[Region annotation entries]
* * *

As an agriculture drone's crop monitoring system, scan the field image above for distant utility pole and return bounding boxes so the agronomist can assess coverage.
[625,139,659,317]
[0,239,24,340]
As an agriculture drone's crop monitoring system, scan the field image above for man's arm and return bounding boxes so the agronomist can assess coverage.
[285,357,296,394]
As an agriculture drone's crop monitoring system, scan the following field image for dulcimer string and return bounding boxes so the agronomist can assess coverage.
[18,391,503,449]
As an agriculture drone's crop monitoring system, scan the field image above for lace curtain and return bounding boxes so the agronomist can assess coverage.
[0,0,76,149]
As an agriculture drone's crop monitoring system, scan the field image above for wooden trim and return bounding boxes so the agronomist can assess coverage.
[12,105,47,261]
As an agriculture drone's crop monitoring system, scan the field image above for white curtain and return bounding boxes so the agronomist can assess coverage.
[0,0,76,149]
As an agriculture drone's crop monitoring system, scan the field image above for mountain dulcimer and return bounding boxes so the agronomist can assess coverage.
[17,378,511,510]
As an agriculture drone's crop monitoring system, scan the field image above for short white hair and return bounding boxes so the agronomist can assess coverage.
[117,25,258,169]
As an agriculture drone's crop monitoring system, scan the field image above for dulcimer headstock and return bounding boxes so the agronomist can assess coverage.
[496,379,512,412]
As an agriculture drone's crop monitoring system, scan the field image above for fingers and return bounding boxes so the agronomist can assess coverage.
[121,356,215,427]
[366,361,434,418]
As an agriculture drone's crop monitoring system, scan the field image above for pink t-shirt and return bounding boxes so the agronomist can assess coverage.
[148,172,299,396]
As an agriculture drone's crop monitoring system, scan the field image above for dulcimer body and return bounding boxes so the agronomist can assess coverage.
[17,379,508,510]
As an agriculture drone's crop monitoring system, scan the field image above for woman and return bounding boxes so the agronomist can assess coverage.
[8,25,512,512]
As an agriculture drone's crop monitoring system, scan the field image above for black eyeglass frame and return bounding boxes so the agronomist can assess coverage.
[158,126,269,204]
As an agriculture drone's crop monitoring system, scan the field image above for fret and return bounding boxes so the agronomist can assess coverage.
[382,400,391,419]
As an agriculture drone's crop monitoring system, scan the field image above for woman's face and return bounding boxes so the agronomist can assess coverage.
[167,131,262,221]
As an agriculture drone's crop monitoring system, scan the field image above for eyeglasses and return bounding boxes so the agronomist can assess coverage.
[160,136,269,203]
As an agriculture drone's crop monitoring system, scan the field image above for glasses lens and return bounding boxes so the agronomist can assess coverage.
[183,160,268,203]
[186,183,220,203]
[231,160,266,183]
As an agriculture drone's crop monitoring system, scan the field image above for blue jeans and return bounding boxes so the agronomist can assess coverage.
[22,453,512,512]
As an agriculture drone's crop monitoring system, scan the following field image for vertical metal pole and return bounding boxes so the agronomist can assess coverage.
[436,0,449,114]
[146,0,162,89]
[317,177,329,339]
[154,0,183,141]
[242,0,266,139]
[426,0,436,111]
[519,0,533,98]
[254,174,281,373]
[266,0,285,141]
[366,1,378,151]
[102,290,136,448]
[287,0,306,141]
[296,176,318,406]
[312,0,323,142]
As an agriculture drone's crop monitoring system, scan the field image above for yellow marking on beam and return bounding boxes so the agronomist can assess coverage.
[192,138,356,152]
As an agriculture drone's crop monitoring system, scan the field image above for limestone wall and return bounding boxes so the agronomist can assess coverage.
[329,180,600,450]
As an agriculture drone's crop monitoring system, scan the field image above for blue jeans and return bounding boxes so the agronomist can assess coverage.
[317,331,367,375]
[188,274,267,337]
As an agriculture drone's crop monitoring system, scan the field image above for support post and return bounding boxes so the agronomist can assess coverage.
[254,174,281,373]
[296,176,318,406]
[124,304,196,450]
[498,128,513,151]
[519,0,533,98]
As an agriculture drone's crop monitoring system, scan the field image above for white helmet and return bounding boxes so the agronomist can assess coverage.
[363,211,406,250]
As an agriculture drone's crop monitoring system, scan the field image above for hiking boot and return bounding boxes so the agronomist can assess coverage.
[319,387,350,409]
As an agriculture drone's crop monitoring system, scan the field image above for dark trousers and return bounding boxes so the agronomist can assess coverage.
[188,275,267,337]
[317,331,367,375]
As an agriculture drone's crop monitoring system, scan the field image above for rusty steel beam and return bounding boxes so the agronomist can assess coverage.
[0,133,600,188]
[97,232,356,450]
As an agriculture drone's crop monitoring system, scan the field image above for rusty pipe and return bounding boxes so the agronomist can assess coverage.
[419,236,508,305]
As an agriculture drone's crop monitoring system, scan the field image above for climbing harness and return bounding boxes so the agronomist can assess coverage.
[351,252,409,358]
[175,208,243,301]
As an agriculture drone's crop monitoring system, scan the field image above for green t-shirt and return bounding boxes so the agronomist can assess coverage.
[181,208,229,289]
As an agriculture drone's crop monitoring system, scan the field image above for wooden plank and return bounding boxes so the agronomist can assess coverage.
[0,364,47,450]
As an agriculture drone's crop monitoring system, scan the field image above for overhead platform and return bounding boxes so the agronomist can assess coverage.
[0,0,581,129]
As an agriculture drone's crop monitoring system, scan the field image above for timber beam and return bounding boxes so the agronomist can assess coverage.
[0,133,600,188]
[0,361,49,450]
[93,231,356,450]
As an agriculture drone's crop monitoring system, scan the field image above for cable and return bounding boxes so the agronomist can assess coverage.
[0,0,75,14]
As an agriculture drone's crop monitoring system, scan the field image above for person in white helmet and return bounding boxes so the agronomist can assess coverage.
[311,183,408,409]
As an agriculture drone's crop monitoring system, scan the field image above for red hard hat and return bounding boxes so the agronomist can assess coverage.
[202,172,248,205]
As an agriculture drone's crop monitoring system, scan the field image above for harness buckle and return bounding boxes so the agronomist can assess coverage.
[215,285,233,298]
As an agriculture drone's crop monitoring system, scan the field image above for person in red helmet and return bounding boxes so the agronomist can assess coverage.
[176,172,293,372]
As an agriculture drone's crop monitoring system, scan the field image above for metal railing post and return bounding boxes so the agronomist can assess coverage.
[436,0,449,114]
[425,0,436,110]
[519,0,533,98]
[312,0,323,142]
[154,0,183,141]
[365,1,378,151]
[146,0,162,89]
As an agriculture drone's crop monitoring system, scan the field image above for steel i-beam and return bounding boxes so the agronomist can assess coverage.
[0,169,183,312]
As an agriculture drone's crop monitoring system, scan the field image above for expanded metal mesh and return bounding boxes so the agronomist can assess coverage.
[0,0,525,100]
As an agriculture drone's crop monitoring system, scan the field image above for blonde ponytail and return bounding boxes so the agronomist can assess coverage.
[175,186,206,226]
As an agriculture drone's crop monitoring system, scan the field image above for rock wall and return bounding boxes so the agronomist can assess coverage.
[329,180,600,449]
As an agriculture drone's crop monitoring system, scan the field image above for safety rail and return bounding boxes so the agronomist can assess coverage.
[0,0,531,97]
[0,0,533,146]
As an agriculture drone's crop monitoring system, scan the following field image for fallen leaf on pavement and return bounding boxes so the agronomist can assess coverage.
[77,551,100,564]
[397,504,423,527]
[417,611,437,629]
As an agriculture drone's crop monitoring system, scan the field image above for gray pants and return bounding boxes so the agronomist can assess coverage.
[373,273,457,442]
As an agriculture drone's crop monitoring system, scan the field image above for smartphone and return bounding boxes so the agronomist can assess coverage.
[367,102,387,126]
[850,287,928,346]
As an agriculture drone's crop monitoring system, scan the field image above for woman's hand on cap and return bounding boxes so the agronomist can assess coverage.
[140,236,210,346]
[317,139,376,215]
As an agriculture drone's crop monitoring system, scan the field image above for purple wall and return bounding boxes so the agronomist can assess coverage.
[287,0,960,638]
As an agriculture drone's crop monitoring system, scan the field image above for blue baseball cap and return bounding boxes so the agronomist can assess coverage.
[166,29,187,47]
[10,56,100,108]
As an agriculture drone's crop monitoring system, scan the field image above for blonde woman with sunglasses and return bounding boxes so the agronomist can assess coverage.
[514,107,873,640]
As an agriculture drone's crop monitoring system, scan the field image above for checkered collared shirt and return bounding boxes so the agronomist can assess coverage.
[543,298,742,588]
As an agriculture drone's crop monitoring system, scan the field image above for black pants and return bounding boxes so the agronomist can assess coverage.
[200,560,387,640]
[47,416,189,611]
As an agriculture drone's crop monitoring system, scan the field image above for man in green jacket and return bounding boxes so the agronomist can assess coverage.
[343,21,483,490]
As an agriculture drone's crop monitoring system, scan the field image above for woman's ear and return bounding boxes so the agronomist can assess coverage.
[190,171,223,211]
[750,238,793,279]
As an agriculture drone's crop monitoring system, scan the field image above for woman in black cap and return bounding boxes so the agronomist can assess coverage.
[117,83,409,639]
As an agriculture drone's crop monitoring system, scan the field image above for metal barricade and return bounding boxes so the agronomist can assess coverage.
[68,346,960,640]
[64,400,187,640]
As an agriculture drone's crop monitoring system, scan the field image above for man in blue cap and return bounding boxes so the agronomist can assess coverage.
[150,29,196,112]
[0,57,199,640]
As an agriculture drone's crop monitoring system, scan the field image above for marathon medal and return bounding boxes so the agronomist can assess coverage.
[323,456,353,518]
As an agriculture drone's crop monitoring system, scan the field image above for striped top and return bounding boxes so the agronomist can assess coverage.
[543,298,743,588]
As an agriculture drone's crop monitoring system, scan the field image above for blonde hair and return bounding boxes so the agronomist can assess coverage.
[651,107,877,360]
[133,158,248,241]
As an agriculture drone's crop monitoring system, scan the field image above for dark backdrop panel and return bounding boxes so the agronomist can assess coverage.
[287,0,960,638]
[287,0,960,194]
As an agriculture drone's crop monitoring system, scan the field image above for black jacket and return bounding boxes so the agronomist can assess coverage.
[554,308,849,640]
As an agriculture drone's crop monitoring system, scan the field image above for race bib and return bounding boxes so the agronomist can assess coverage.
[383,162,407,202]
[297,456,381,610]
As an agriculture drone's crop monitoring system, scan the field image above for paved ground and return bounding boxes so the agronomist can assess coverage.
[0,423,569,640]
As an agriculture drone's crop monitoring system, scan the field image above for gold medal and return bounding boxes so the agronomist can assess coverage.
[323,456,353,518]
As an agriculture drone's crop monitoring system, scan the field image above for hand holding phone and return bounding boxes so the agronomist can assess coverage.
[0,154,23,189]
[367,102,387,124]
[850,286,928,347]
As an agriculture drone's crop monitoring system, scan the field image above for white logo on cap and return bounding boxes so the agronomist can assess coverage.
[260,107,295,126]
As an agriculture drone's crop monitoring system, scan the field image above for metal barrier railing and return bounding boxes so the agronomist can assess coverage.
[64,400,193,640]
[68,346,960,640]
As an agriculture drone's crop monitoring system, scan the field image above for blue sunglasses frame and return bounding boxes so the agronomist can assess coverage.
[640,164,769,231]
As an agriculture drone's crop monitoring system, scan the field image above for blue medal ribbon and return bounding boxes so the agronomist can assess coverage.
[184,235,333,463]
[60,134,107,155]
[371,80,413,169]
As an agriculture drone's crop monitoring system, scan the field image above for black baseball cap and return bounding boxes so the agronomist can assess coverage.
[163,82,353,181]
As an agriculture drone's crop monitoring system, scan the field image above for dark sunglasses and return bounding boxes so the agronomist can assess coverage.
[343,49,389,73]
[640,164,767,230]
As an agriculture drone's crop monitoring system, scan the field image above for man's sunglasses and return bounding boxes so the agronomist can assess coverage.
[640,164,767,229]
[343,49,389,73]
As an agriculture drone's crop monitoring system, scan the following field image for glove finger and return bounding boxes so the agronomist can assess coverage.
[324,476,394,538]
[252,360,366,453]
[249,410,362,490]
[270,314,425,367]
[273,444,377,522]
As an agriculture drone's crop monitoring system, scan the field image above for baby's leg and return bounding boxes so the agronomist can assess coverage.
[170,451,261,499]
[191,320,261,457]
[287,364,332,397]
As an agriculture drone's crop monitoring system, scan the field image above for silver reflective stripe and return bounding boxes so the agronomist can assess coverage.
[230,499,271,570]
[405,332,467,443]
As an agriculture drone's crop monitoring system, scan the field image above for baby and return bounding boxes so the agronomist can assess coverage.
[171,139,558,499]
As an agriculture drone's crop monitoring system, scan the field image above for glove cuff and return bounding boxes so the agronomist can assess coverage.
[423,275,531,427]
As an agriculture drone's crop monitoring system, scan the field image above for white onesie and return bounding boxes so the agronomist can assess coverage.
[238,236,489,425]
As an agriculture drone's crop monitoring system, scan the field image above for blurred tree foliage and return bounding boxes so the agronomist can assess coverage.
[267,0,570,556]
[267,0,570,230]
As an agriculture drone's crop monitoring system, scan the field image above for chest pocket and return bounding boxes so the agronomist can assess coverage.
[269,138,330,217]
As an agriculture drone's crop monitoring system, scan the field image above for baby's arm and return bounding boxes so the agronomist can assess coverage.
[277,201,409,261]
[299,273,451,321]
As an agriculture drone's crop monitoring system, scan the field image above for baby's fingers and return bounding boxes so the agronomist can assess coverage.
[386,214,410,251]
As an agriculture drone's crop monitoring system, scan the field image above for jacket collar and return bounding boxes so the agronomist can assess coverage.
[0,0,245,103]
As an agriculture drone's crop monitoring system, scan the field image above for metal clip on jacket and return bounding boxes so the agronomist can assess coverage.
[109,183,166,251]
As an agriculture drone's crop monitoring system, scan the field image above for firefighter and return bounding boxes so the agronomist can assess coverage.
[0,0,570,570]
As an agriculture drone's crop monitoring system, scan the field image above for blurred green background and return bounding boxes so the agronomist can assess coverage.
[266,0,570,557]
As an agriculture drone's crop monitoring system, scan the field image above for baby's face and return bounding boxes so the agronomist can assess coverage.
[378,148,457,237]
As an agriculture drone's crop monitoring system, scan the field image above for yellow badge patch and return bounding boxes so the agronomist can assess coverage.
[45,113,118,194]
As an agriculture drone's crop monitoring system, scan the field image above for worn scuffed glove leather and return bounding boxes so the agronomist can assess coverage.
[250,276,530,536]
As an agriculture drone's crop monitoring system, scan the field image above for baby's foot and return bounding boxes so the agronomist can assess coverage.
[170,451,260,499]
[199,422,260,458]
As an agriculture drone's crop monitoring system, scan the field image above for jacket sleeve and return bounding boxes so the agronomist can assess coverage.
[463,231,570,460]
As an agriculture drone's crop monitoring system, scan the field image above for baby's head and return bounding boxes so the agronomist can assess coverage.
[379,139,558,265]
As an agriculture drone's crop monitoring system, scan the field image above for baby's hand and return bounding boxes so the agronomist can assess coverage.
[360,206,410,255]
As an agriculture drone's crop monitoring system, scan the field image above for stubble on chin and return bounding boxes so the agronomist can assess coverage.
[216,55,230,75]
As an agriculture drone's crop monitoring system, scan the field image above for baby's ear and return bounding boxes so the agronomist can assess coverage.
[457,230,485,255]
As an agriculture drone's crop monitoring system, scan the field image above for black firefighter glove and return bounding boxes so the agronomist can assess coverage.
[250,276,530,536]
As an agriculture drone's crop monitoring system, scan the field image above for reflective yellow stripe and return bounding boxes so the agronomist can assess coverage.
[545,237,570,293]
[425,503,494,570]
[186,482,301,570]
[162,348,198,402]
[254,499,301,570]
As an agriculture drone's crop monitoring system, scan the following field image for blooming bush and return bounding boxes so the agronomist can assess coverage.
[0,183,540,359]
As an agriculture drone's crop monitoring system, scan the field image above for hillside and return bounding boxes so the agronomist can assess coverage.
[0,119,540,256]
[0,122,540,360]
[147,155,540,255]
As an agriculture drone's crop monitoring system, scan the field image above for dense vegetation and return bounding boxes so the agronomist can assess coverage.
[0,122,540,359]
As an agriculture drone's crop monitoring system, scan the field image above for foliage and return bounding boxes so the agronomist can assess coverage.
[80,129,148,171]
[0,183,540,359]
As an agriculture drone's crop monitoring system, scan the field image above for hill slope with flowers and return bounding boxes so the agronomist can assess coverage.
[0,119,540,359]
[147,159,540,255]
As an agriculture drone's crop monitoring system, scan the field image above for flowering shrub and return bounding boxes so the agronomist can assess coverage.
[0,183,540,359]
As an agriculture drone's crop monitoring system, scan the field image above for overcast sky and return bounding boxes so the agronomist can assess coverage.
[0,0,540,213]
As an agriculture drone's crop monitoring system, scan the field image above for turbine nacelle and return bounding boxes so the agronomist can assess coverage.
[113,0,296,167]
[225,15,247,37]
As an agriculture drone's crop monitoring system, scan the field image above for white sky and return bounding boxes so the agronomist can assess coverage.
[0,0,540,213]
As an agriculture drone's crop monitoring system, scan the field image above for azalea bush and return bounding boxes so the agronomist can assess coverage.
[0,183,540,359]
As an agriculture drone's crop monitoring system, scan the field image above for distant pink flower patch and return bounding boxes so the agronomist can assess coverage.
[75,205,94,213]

* * *

■ **WORK TO DO**: Rewrite the part of the data that opens at its start and closes with the line containing "[18,391,503,449]", replacing "agronomist" with "field technician" and leaving everything else unchanged.

■ **OUTPUT OF THE TASK**:
As an agriculture drone's crop monitoring system, scan the field image above for distant utility pole and return bounding boxes so the field technician can assess coverage.
[625,139,659,317]
[0,239,24,340]
As an agriculture drone's crop monitoring system, scan the field image above for man's arm and return bounding boxes so the field technician can assess coverage.
[285,357,296,394]
As an agriculture drone's crop monitoring system, scan the following field image for dulcimer string and return bounding boxes so the field technician can assess coverage.
[18,391,503,449]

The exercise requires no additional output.